# TRECHO:
┄┄┄┄┄┄┄┄┄┄

No Sport a receptividade com a nova norma foi parecida. “É necessário punir e banir a homofobia e, por esse motivo, a decisão é muito positiva. Está acertada e deve continuar”, disse o vice-presidente executivo do Leão, Carlos Frederico.
Em negociação com o Santa Cruz para a temporada 2020, o zagueiro Danny Morais também deu voz ao assunto. Apesar de integrar a categoria dos jogadores, que podem ter o trabalho diretamente comprometido pelo comportamento da torcida, o atleta acredita que o momento é de combater a intolerância de modo firme, inclusive, no futebol. “Eu apoio totalmente, não só contra a homofobia, também contra o racismo. E apoio que a gente tem que combater isso, temos que ser duros. As torcidas não precisam disso para torcer, para fazer um espetáculo bonito. E temos que começar a dar o exemplo com jogadores, diretores, marketing dos clubes. Porque nós que fazemos o espetáculo, somos responsáveis também. E não só a CBF tem que punir, mas o clube tem que se precaver com a torcida. A nossa torcida é um exemplo disso, que nunca precisou de cânticos homofóbicos para torcer e dar um espetáculo. Existem coisas no futebol que são toleráveis, como um xingamento que, às vezes, faz parte, mas tem que existir um limite, um respeito. E acho que só se combate isso com regras. Quem não seguir, que seja punido e pague por isso”, opinou.
O primeiro time a sentir as consequências dos atos homofóbicos de sua torcida pode ser o Vasco. No último domingo, a equipe Cruzmaltina venceu o São Paulo, por 2x0, em São Januário, pela 16ª rodada da Série A do Campeonato Brasileiro. Mas corre o risco de perder os três pontos em razão dos cânticos preconceituosos de alguns torcedores, que foram registrados em súmula pelo árbitro Anderson Daronco.
Diante do ocorrido, o STJD oficiou a equipe carioca a prestar esclarecimentos. As explicações vieram na última quinta-feira, quando se encerrava o prazo final para o envio do documento. Antes, o clube divulgou nota oficial se posicionando contra a homofobia e, neste domingo (1), os jogadores entrarão com uma faixa em campo, com mensagem sobre o assunto. O time de São Januário enfrenta o Cruzeiro, às 19h, no Mineirão, pela 17ª rodada da Série A.

┄┄┄┄┄┄┄┄┄┄

# SOBRE A TAREFA:
Escreva a continuação da reportagem sobre a punição à homofobia no futebol, começando logo depois do último parágrafo.

┄┄┄┄┄┄┄┄┄┄

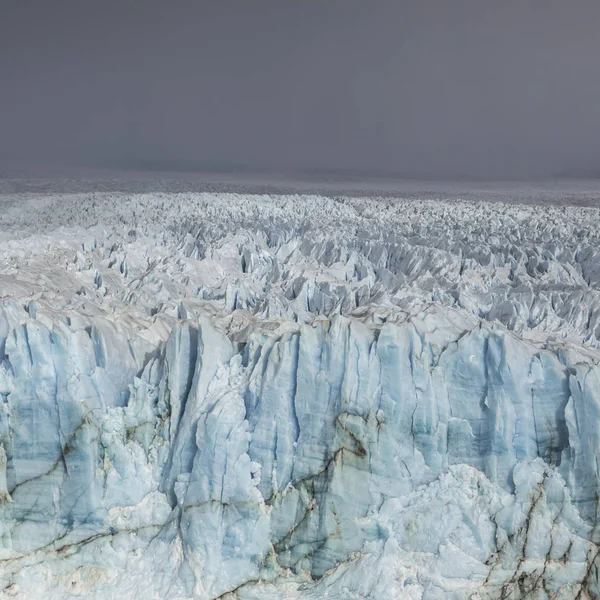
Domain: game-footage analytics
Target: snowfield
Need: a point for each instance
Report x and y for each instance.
(260, 397)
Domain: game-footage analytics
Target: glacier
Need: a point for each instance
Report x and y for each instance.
(248, 396)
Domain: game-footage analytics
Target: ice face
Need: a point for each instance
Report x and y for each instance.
(292, 418)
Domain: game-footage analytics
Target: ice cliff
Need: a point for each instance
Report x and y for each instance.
(249, 397)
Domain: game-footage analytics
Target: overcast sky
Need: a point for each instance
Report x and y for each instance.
(481, 88)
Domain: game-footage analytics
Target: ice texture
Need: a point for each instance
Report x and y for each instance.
(231, 396)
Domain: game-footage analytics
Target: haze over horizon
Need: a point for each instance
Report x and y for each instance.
(427, 90)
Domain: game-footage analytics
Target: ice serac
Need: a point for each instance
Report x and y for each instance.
(398, 448)
(299, 426)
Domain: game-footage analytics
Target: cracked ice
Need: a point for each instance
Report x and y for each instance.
(298, 397)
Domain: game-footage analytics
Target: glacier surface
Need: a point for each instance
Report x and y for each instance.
(234, 396)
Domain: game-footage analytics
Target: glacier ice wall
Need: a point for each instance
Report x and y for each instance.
(207, 395)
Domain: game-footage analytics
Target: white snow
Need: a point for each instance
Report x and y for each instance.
(297, 397)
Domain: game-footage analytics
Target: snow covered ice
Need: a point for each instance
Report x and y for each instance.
(236, 396)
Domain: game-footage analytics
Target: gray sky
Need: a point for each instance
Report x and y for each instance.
(476, 88)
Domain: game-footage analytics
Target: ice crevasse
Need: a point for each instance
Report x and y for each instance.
(437, 455)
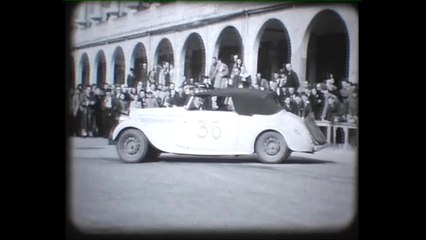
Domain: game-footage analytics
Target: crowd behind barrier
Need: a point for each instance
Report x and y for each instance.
(94, 110)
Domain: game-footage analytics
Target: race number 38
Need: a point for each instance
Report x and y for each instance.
(205, 129)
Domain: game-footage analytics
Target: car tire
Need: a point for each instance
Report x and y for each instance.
(153, 153)
(132, 146)
(271, 147)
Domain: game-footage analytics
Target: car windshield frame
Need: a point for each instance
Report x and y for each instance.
(246, 101)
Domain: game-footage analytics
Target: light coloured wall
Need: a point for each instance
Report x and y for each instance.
(296, 21)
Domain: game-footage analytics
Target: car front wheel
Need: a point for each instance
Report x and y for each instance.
(132, 146)
(271, 147)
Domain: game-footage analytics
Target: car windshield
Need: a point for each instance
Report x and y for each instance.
(243, 101)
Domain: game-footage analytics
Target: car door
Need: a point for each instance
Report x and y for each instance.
(208, 130)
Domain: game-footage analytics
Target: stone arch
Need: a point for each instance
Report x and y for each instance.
(228, 44)
(327, 50)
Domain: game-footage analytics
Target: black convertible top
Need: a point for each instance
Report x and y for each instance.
(248, 101)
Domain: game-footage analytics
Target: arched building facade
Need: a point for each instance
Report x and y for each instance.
(317, 39)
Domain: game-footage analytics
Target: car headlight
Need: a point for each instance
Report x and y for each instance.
(122, 118)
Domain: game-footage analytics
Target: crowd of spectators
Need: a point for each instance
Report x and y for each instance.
(94, 110)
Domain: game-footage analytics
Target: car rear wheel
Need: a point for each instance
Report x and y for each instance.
(132, 146)
(152, 153)
(271, 147)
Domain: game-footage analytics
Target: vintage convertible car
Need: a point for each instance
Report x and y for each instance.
(215, 123)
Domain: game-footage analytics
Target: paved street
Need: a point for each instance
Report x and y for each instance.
(184, 193)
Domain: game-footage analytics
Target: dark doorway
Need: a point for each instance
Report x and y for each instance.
(164, 52)
(71, 72)
(119, 66)
(100, 69)
(85, 70)
(328, 48)
(274, 48)
(194, 57)
(229, 44)
(138, 58)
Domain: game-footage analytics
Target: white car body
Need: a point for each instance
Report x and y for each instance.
(211, 132)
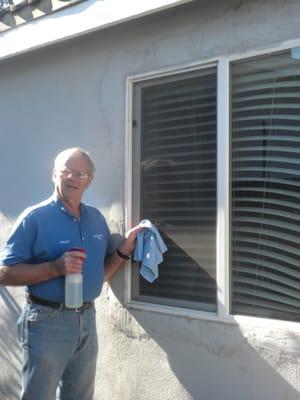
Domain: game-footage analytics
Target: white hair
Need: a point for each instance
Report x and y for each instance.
(64, 155)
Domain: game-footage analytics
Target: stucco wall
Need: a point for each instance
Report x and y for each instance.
(74, 94)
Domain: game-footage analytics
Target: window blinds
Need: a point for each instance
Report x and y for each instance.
(178, 185)
(266, 187)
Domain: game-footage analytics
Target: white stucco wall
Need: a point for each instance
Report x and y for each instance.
(74, 94)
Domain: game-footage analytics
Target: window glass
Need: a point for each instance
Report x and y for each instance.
(175, 151)
(266, 186)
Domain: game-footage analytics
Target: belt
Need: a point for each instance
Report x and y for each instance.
(57, 306)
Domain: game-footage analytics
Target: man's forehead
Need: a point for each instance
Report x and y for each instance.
(74, 160)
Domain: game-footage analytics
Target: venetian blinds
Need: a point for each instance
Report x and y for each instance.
(266, 186)
(178, 185)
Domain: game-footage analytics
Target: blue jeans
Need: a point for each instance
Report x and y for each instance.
(60, 352)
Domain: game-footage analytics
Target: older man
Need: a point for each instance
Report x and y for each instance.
(59, 343)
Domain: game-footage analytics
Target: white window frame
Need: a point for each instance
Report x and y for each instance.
(223, 193)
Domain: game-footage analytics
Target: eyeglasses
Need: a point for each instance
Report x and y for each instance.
(81, 176)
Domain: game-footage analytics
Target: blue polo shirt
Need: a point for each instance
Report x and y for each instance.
(47, 230)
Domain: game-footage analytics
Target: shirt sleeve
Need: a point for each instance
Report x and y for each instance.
(18, 248)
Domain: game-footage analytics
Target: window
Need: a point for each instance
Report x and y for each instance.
(174, 185)
(175, 149)
(265, 203)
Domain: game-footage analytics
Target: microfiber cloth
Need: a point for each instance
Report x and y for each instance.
(149, 250)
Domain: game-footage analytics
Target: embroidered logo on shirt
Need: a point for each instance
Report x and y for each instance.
(98, 236)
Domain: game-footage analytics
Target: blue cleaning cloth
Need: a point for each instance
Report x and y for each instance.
(149, 249)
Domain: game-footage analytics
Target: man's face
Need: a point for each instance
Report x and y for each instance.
(72, 177)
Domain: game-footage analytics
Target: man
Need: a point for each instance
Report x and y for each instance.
(60, 344)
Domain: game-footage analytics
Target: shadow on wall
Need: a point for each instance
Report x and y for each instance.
(10, 355)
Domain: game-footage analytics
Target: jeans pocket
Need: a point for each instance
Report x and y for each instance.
(22, 326)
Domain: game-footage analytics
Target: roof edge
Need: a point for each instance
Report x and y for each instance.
(75, 21)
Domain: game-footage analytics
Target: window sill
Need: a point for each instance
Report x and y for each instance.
(237, 320)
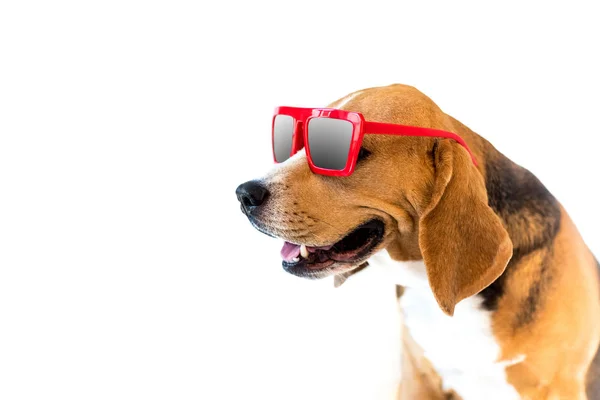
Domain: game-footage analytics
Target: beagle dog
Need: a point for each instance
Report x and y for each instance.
(499, 293)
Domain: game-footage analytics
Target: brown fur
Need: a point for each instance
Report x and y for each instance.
(467, 223)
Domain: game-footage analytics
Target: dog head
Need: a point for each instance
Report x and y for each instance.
(418, 198)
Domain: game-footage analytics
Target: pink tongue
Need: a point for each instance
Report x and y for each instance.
(290, 251)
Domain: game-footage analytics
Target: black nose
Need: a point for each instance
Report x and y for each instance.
(251, 194)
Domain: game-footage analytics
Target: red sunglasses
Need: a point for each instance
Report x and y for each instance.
(333, 137)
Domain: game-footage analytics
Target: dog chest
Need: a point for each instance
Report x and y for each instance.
(461, 348)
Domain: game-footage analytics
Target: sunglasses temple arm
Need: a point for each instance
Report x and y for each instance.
(405, 130)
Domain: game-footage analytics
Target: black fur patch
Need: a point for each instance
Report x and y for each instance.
(530, 214)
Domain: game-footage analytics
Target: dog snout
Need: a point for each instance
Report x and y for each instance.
(251, 195)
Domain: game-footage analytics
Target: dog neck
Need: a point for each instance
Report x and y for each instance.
(462, 348)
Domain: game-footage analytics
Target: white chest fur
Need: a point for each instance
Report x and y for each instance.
(462, 348)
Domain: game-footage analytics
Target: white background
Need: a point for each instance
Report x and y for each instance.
(126, 268)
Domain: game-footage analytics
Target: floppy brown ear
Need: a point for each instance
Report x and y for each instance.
(463, 243)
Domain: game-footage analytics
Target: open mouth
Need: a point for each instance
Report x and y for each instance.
(318, 262)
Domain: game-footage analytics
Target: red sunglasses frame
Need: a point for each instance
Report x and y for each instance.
(360, 127)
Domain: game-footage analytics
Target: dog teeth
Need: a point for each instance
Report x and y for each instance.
(304, 251)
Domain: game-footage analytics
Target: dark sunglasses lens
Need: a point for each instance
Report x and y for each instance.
(329, 142)
(283, 132)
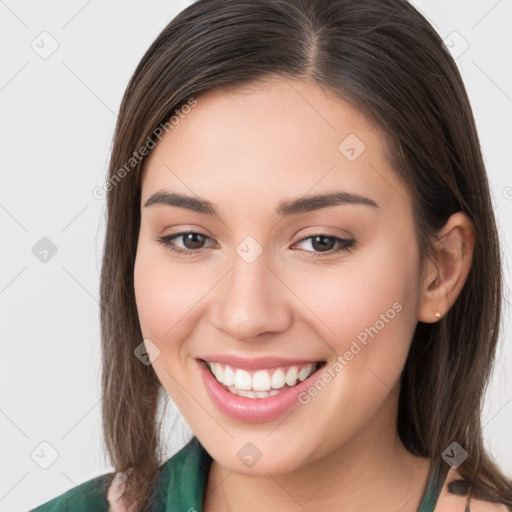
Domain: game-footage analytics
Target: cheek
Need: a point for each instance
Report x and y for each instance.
(369, 298)
(169, 296)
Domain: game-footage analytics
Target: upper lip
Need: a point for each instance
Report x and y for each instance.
(255, 363)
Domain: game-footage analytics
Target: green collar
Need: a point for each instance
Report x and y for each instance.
(183, 479)
(182, 482)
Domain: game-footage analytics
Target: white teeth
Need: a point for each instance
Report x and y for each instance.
(291, 376)
(261, 383)
(242, 380)
(229, 376)
(305, 372)
(278, 379)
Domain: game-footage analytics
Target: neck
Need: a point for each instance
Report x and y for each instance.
(371, 469)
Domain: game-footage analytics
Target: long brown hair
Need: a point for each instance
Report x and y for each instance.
(384, 58)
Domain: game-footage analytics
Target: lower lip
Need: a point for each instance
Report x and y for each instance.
(252, 410)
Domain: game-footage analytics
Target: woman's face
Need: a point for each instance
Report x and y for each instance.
(277, 285)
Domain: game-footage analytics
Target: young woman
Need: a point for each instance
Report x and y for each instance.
(301, 253)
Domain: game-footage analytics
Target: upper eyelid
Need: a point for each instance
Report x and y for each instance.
(301, 239)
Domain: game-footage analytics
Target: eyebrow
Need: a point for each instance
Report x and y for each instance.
(285, 208)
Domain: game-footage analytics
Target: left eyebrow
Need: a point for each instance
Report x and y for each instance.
(285, 208)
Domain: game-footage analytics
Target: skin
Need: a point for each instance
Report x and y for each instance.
(245, 150)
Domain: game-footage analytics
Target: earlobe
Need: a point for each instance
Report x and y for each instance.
(448, 269)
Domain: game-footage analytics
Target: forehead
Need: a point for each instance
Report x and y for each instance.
(279, 137)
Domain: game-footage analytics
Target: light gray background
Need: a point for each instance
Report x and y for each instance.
(57, 121)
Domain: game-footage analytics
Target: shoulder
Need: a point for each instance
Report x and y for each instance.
(90, 495)
(451, 502)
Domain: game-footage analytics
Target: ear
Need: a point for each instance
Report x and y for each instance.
(446, 273)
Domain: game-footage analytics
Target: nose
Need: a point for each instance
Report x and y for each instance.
(252, 301)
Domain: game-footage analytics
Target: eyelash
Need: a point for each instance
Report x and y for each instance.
(345, 244)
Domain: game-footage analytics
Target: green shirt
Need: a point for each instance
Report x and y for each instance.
(180, 487)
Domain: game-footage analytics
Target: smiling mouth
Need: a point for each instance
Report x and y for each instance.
(261, 383)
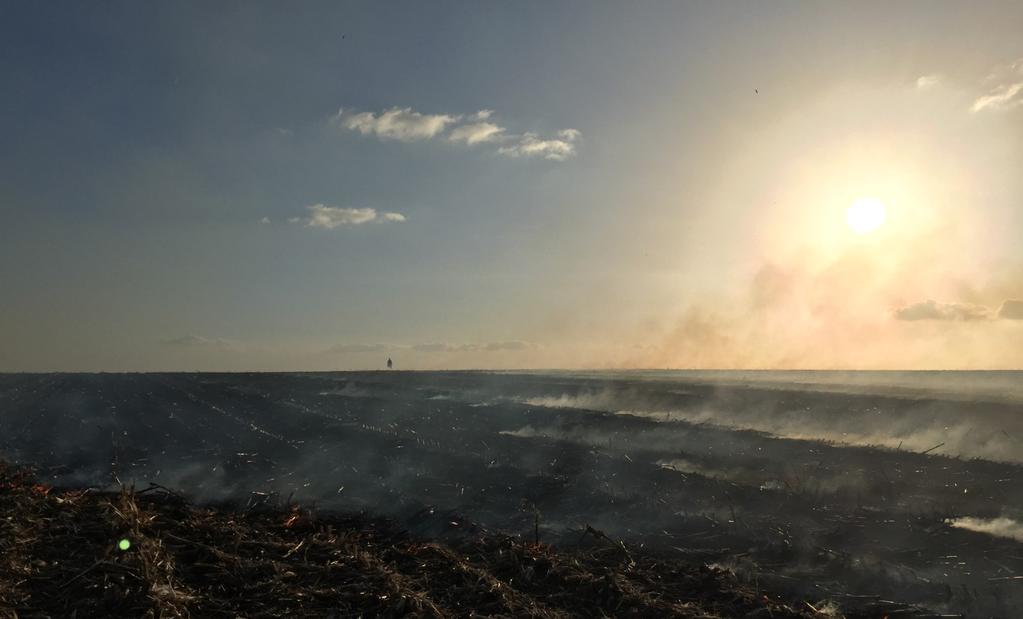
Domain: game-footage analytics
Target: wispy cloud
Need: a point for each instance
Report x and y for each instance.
(1006, 91)
(193, 341)
(435, 347)
(322, 216)
(932, 310)
(557, 148)
(405, 124)
(1012, 310)
(363, 348)
(397, 123)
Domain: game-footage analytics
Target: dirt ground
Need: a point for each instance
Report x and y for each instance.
(148, 554)
(666, 467)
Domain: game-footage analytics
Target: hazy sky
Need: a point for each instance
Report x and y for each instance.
(530, 184)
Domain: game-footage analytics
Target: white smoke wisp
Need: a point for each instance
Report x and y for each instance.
(999, 527)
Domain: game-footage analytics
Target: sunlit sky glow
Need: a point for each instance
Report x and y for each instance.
(248, 186)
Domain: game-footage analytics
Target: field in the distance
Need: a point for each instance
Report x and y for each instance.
(870, 497)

┄┄┄┄┄┄┄┄┄┄

# RESULTADO DA TAREFA:
A nova determinação do STJD contra a homofobia nos estádios de futebol está alinhada não só com a decisão do STF, que incluiu a a homofobia e a transfobia na Lei do Racismo (Lei 7.716/1989), como também com a Fifa. No dia 25 de julho deste ano, a entidade máxima do futebol mundial emitiu uma circular para que as confederações filiadas combatessem práticas discriminatórias. Antes já havia lançado um guia para a prevenção de atos preconceituosos no futebol.
“Essa determinação (do STJD) tem importante reverberação porque o campo (de futebol), dentro do seu ambiente machista e heteronormativo, acaba sendo um espaço de preconceito e de lgbtfobia. Ver uma trans jogando, por exemplo, é algo fora do comum. E já é uma forma de começar a exercitar a nossa cidadania, que está assegurada na constituição, em meio a pessoas e instituições extremamente machistas. No futebol, não se admite que o jogador seja gay. Pelo contrário, tem que ser aquela figura que tem várias mulheres. O STF traça caminhos importantes, as pessoas serão forçadas a andar na linha e a seguir as regras. A luta pela cidadania plena começa assim. Isso é uma gota no oceano do que se precisa no Brasil”, analisou a presidente do Fórum LGBT de Pernambuco, Rivânia Rodrigues.